Return the records that follow, matching each one exactly.

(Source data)
┄┄┄┄┄┄┄┄┄┄
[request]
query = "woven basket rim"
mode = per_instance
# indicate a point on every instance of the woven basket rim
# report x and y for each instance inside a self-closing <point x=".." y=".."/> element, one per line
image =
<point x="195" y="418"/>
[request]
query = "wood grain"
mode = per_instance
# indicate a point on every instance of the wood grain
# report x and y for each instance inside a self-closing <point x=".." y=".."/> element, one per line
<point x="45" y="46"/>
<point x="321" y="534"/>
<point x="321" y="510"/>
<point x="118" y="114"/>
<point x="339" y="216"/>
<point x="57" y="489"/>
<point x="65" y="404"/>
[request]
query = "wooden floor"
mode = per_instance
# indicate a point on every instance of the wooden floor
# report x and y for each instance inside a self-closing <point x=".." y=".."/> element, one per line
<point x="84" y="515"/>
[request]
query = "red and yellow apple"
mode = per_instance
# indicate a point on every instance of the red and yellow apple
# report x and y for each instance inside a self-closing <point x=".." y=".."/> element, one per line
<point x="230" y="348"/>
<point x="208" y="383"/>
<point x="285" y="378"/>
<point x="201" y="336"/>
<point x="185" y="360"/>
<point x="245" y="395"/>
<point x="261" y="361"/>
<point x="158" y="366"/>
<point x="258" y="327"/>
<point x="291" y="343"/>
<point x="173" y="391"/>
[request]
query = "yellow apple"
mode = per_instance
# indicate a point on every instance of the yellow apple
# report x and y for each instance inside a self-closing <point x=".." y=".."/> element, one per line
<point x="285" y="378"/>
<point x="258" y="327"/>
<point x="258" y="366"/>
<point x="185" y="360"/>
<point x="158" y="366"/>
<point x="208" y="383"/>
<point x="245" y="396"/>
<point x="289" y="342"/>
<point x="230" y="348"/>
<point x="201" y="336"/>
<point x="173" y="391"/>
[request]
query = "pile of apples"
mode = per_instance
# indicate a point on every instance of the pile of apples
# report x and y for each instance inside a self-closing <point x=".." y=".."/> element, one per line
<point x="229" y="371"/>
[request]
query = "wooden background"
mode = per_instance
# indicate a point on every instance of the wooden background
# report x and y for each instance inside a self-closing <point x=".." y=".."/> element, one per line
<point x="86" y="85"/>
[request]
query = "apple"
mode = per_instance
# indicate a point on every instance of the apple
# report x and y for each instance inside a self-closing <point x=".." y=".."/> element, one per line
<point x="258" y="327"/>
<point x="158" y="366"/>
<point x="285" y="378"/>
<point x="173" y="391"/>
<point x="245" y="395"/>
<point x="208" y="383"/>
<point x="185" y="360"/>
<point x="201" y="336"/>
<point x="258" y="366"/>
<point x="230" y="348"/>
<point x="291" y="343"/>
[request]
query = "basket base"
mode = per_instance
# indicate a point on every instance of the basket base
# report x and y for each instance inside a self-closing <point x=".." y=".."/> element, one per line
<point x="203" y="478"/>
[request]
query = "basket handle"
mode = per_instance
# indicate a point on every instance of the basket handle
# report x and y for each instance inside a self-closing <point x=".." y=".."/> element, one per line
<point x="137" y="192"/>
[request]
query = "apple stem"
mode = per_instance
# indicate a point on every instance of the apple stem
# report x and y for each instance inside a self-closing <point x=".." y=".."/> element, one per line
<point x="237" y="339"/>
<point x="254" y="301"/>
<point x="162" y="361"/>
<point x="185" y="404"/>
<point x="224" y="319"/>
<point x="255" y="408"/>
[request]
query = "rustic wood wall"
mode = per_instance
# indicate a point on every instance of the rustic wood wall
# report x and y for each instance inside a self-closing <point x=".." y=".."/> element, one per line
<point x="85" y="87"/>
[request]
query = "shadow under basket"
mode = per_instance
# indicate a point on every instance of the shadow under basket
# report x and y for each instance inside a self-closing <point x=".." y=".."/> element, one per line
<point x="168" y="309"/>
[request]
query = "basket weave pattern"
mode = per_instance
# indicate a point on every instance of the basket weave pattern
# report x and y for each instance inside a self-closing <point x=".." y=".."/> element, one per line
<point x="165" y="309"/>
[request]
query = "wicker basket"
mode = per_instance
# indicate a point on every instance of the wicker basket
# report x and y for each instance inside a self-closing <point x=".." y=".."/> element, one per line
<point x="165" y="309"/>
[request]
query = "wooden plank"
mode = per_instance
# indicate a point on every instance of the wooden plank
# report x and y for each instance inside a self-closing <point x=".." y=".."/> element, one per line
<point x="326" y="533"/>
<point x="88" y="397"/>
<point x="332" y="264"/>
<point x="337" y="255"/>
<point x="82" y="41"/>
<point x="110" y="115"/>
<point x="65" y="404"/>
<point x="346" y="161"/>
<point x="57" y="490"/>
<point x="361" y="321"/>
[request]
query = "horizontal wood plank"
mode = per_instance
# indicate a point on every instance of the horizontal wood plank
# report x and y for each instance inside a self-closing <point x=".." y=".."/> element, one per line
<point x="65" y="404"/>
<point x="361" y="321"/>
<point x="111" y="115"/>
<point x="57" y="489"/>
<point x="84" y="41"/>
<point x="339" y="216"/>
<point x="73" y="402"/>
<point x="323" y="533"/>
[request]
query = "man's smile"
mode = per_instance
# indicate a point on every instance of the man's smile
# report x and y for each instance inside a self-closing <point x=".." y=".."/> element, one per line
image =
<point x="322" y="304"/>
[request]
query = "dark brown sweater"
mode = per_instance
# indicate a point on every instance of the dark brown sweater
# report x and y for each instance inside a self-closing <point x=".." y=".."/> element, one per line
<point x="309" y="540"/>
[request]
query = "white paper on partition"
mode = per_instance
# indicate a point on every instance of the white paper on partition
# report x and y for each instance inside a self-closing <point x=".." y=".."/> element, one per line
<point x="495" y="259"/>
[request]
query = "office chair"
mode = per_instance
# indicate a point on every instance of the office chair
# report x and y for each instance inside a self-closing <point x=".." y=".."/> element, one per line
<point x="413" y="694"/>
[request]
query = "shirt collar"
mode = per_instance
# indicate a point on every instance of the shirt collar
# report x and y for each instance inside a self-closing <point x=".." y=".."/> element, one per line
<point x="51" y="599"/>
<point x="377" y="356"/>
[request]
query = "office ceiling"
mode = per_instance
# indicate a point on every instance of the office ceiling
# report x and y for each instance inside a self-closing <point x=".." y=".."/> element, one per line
┄┄┄┄┄┄┄┄┄┄
▶ Result:
[request]
query = "woven basket rim"
mode = per_instance
# indicate a point on every instance of the woven basket rim
# report x and y for each instance inside a self-closing <point x=".." y=".."/> element, one per line
image =
<point x="195" y="418"/>
[request]
query = "wood grain"
mode = per_instance
# indicate a point on every instance of the wood grain
# report x and y for each instance inside a self-closing <point x=".." y=".."/> element, one per line
<point x="45" y="46"/>
<point x="321" y="534"/>
<point x="321" y="510"/>
<point x="118" y="114"/>
<point x="339" y="216"/>
<point x="57" y="489"/>
<point x="65" y="404"/>
[request]
query = "wooden floor"
mode = per_instance
# indicate a point on every instance of the wooden floor
# report x and y for each instance inside a self-closing <point x=".." y=".."/> element, one per line
<point x="84" y="515"/>
[request]
query = "red and yellow apple"
mode = per_instance
# indicate a point on every instance of the red and yellow apple
# report x and y for each instance inside a self-closing <point x=".." y=".."/> element, one per line
<point x="230" y="348"/>
<point x="208" y="383"/>
<point x="285" y="378"/>
<point x="201" y="336"/>
<point x="185" y="360"/>
<point x="245" y="395"/>
<point x="261" y="361"/>
<point x="158" y="366"/>
<point x="258" y="327"/>
<point x="291" y="343"/>
<point x="173" y="391"/>
[request]
query = "yellow apple"
mode = per_instance
# indicate a point on every instance of the yellow apple
# report x and y for each instance inside a self-closing <point x=".." y=".."/> element, one per line
<point x="285" y="378"/>
<point x="258" y="327"/>
<point x="258" y="366"/>
<point x="185" y="360"/>
<point x="158" y="366"/>
<point x="208" y="383"/>
<point x="245" y="396"/>
<point x="289" y="342"/>
<point x="230" y="348"/>
<point x="201" y="336"/>
<point x="173" y="391"/>
[request]
query = "pile of apples"
mode = per_instance
# indicate a point on every instance of the pile of apples
# report x and y for each instance inside a self-closing <point x=".." y=".."/> element, one per line
<point x="229" y="371"/>
[request]
query = "wooden background"
mode = per_instance
# indicate a point on every instance of the wooden background
# report x and y for each instance inside a self-closing <point x=".." y=".."/> element, one per line
<point x="86" y="85"/>
[request]
query = "apple"
mode = per_instance
# indicate a point on every instance of the apple
# report x and y for each instance inside a self-closing <point x=".." y=".."/> element, one per line
<point x="258" y="327"/>
<point x="158" y="366"/>
<point x="285" y="378"/>
<point x="173" y="391"/>
<point x="245" y="395"/>
<point x="208" y="383"/>
<point x="185" y="360"/>
<point x="201" y="336"/>
<point x="258" y="366"/>
<point x="230" y="348"/>
<point x="291" y="343"/>
[request]
query = "basket base"
mode = per_instance
# indicate a point on every instance of the basket base
# report x and y for each instance inside a self-closing <point x=".." y=".."/> element, one per line
<point x="203" y="478"/>
[request]
query = "basket handle"
mode = per_instance
# indicate a point on every instance of the basket handle
# report x and y for each instance inside a self-closing <point x=".." y=".."/> element, one per line
<point x="137" y="192"/>
[request]
query = "apple stem"
mode = per_instance
# indicate a point on every instance of the apple stem
# report x and y for each instance inside a self-closing <point x=".." y=".."/> element, one per line
<point x="237" y="339"/>
<point x="254" y="301"/>
<point x="162" y="361"/>
<point x="185" y="404"/>
<point x="224" y="319"/>
<point x="255" y="408"/>
[request]
query = "rustic wood wall"
mode = per_instance
# indicate a point on every instance of the rustic wood wall
# report x and y for each instance inside a self-closing <point x=".." y=".."/> element, one per line
<point x="85" y="87"/>
[request]
query = "shadow under basket"
mode = per_instance
# indicate a point on every instance of the shadow under basket
# report x and y for each instance inside a self-closing <point x=".." y=".."/> element, one per line
<point x="168" y="309"/>
[request]
query = "basket weave pattern"
mode = per_instance
# indicate a point on every instance of the basket weave pattern
# report x and y for each instance inside a self-closing <point x=".." y=".."/> element, one per line
<point x="165" y="309"/>
[request]
query = "wicker basket"
mode = per_instance
# indicate a point on every instance of the wicker basket
# report x and y for each instance inside a self-closing <point x=".." y=".."/> element, one per line
<point x="165" y="309"/>
[request]
query = "wooden plank"
mode = per_instance
# indicate a point on every instance of the wooden plank
# report x and y for each instance inside a self-closing <point x=".." y=".."/> element, one per line
<point x="326" y="533"/>
<point x="88" y="397"/>
<point x="332" y="264"/>
<point x="337" y="255"/>
<point x="82" y="41"/>
<point x="110" y="115"/>
<point x="65" y="404"/>
<point x="346" y="161"/>
<point x="57" y="490"/>
<point x="361" y="321"/>
[request]
query = "horizontal wood plank"
mode = per_instance
# indicate a point on every instance of the horizontal wood plank
# report x and y for each instance inside a self-closing <point x=".." y=".."/> element, one per line
<point x="65" y="404"/>
<point x="361" y="321"/>
<point x="111" y="115"/>
<point x="57" y="489"/>
<point x="84" y="41"/>
<point x="339" y="216"/>
<point x="73" y="402"/>
<point x="323" y="533"/>
[request]
query = "man's smile"
mode = per_instance
# indicate a point on every instance of the man's smile
# report x and y for each instance inside a self-closing <point x=".." y=".."/> element, one per line
image =
<point x="322" y="304"/>
[request]
query = "dark brown sweater"
mode = per_instance
# indicate a point on every instance of the dark brown sweater
# report x and y for each instance inside a self-closing <point x=".." y=".."/> element, one per line
<point x="309" y="540"/>
[request]
query = "white paper on partition"
mode = per_instance
# indicate a point on every instance of the white paper on partition
# report x and y for each instance inside a self-closing <point x=".." y=".."/> element, one per line
<point x="495" y="259"/>
[request]
query = "office chair"
mode = per_instance
# indicate a point on every instance of the office chair
# report x and y for each instance inside a self-closing <point x=".." y=".."/> element, one per line
<point x="413" y="694"/>
[request]
query = "shirt collar"
mode = per_instance
# indicate a point on every instance of the shirt collar
# report x and y for each instance inside a self-closing <point x=".." y=".."/> element, one per line
<point x="51" y="599"/>
<point x="377" y="356"/>
[request]
query = "office ceiling"
mode = per_instance
# indicate a point on every instance of the office ceiling
# report x and y for each instance inside a self-closing <point x=".." y=".."/> element, one per line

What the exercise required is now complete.